ACTIVITY: Below is a block of entries; repeat exactly the lines starting at the line that contains "Target: rolled-up sleeve" and ending at the line that contains "66, row 27.", both included.

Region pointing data
*** Begin section ***

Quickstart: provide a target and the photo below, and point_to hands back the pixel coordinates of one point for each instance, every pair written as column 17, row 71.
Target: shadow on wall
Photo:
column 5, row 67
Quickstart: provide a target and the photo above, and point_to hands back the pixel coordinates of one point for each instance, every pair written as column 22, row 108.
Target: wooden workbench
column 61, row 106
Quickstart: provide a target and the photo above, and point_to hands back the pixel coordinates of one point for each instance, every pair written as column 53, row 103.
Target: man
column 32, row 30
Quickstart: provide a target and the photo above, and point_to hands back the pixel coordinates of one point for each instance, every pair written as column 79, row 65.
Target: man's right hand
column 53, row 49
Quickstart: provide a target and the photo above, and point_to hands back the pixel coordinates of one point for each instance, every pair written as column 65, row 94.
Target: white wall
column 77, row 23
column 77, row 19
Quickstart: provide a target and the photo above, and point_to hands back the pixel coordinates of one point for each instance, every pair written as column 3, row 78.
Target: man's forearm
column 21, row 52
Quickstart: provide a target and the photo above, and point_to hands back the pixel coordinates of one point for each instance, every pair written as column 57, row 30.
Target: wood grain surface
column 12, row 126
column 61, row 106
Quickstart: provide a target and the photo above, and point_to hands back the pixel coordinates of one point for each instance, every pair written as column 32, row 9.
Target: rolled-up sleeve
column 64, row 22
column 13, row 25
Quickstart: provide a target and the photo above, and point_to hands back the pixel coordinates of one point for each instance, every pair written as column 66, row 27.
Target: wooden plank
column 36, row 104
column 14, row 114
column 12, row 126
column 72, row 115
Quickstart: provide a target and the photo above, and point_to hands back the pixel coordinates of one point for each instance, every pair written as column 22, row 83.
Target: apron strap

*** End section ***

SOLUTION TO THE PROBLEM:
Target: rolled-up sleeve
column 64, row 22
column 13, row 25
Quickstart: provide a target and the photo above, and point_to hands back the pixel coordinates of one point for each instance, every pair written as column 66, row 27.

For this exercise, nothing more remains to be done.